Source data
--
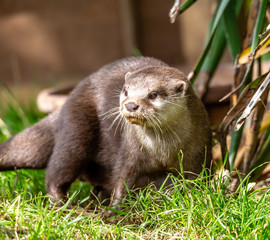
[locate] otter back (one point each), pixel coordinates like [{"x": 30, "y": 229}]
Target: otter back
[{"x": 126, "y": 122}]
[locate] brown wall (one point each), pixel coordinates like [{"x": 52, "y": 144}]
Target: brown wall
[{"x": 45, "y": 40}]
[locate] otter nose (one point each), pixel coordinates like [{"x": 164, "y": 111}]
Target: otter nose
[{"x": 131, "y": 107}]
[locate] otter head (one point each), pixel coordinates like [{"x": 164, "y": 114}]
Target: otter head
[{"x": 153, "y": 95}]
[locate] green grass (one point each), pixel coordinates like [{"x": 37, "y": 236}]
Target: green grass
[{"x": 206, "y": 211}]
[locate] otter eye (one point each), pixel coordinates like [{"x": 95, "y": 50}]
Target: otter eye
[{"x": 152, "y": 95}]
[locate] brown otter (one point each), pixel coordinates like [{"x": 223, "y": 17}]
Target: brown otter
[{"x": 137, "y": 141}]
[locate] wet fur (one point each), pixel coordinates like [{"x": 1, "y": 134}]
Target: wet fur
[{"x": 90, "y": 138}]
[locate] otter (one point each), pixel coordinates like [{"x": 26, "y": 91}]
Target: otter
--
**Given problem**
Quote every line above without changing a word, and leave the pictures out.

**Task output**
[locate] otter back (one point each), pixel coordinates like [{"x": 30, "y": 229}]
Target: otter back
[{"x": 126, "y": 122}]
[locate] brown wall (one point each), pixel coordinates like [{"x": 52, "y": 144}]
Target: brown wall
[{"x": 45, "y": 40}]
[locate] otter nose (one point each), pixel coordinates like [{"x": 164, "y": 111}]
Target: otter nose
[{"x": 131, "y": 107}]
[locate] otter head (one point each), pixel coordinates like [{"x": 164, "y": 114}]
Target: otter head
[{"x": 153, "y": 95}]
[locate] green grass (one point each), pixel coordinates like [{"x": 37, "y": 236}]
Target: green grass
[{"x": 206, "y": 211}]
[locate] otter eye (one point each), pixel coordinates like [{"x": 95, "y": 50}]
Target: otter eye
[{"x": 152, "y": 95}]
[locate] brown otter (one point each), pixel coordinates like [{"x": 223, "y": 17}]
Target: brown otter
[{"x": 137, "y": 141}]
[locate] wet fur (one point each), pixel coordinates like [{"x": 1, "y": 134}]
Target: wet fur
[{"x": 90, "y": 138}]
[locate] otter (one point each), pixel coordinates like [{"x": 26, "y": 91}]
Target: otter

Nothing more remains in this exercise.